**作業要件**
電線の識別標識を扱う本文のうち、「- PEN導体 - 次のいずれか」から始まり「白も同じ扱いになっている)。」で終わる箇所を、一字も変えずに引用してください。

**本文**

識別標識 (電線)
出典: フリー百科事典『ウィキペディア(Wikipedia)』 (2023/05/29 09:36 UTC 版)
ここでは、主に色による識別について述べる。
ISO/JISにあるもの
- 接地線、保護導体(PE) - 緑/黄 (IEC 60446英語版記事)、または緑(JIS C 0446)
- 接地側電線、中性線、中間線(N) - ライトブルー(IEC 60446)、または白(薄い灰色)(JIS C 0446)
- これらは、被覆の色であればそれを利用する。これらの色がない場合は、全長にわたって(こちらが望ましい)、あるいは、端末などの要所にこれらの色でマーキングする。
- PEN導体 - 次のいずれか
- 全長にわたり緑/黄、さらに端末にライトブルー (IEC 60364-5-51)、または全長にわたり緑、端末に白(薄い灰色) (JIS C 60364-5-51) - つまり全長にわたりPEの色、端末をNの色にする
- 全長にわたりライトブルー、さらに端末に緑/黄(IEC 60364-5-51)、または全長にわたり白(薄い灰色)、端末に緑JIS C 60364-5-51) - つまり全長にわたりNの色、端末をPEの色にする
- 緑/黄の組み合わせ(IEC 60446)および緑(JIS C 0446)は接地線以外に使用してはならない。
- 誤使用防止のため、単色の黄および緑は、緑/黄の組み合わせと混乱する恐れがあるところでは使用してはならない。
- 中性線、中間線が使われていない場所では、多芯ケーブル内のライトブルーの電線を接地線を除いた他の目的に使用することができる(実際には白も同じ扱いになっている)。
IEC 60446では、望ましいものとして、緑/黄、ライトブルー、黒、茶、の組み合わせを挙げている。JIS C 0446では日本国内の例として、 (緑、)黒、白、赤、をあげている。
日本国内の屋内電気配線では黒、白、赤、緑を使用することが一般的であり、VVFケーブルを用いて配線する場合には、一般的な黒、白、赤の心線のうち、100V系配線では赤を、200V系配線では白をアースに転用して、末端に緑色のビニールテープを巻くなどして識別する場合がある( / )。そのような転用をする必要がない黒、白、緑の3色、または黒、赤、緑の3色の組み合わせのVVFケーブルも存在する。
その他の規格等にあるもの
- 平成16年版 公共建築工事標準仕様書(国土交通省)
平成16年版 公共建築工事標準仕様書(国土交通省)電気設備工事編 第2編 電力設備工事 1.8.4(b)では、以下のようにされている。

**提示レコード**
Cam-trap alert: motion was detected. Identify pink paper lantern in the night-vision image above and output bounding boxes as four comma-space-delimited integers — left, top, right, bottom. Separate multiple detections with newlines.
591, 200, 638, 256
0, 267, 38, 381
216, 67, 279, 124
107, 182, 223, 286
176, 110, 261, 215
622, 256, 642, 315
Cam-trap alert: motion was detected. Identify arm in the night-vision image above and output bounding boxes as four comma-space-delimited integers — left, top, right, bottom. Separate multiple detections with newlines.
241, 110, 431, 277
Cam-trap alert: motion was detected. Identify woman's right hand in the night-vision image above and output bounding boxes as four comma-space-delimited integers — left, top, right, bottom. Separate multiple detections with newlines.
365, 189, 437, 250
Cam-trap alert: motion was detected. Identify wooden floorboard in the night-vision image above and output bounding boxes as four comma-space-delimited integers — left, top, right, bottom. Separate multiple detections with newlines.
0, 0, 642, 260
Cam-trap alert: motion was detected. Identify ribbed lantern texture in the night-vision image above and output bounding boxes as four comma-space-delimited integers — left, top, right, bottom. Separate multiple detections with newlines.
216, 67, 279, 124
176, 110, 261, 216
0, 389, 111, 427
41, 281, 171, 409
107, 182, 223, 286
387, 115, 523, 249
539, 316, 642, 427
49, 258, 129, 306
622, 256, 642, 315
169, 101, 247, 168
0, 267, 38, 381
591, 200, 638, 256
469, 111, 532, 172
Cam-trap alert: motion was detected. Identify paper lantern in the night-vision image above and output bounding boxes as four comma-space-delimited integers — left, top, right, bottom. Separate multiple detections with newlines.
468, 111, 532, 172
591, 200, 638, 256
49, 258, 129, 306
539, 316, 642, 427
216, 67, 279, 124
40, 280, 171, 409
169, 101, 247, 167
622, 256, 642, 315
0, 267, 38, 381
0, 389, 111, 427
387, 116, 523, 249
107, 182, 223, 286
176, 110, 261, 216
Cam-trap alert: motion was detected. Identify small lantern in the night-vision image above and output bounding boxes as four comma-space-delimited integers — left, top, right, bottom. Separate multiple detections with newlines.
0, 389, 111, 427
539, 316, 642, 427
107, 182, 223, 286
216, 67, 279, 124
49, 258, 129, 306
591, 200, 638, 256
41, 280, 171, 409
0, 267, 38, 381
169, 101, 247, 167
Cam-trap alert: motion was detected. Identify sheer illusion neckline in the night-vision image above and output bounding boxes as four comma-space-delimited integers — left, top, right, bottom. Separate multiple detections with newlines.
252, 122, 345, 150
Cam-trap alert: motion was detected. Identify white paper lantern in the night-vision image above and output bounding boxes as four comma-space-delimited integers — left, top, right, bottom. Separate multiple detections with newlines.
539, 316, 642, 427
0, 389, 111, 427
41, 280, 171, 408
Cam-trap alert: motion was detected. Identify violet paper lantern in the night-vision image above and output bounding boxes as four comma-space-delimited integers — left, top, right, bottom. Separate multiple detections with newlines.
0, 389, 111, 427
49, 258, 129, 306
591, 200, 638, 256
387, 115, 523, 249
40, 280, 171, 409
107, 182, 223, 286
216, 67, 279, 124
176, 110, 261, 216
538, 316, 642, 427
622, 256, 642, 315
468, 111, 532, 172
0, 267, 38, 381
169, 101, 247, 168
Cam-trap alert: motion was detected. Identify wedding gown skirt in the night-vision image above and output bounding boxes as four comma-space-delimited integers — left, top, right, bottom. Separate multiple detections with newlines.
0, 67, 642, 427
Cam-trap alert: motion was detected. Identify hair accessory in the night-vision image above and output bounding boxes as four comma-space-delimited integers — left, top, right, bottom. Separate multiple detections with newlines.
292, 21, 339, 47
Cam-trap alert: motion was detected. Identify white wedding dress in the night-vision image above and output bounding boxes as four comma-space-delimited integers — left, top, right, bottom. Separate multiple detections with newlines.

**解答**
- PEN導体 - 次のいずれか
- 全長にわたり緑/黄、さらに端末にライトブルー (IEC 60364-5-51)、または全長にわたり緑、端末に白(薄い灰色) (JIS C 60364-5-51) - つまり全長にわたりPEの色、端末をNの色にする
- 全長にわたりライトブルー、さらに端末に緑/黄(IEC 60364-5-51)、または全長にわたり白(薄い灰色)、端末に緑JIS C 60364-5-51) - つまり全長にわたりNの色、端末をPEの色にする
- 緑/黄の組み合わせ(IEC 60446)および緑(JIS C 0446)は接地線以外に使用してはならない。
- 誤使用防止のため、単色の黄および緑は、緑/黄の組み合わせと混乱する恐れがあるところでは使用してはならない。
- 中性線、中間線が使われていない場所では、多芯ケーブル内のライトブルーの電線を接地線を除いた他の目的に使用することができる(実際には白も同じ扱いになっている)。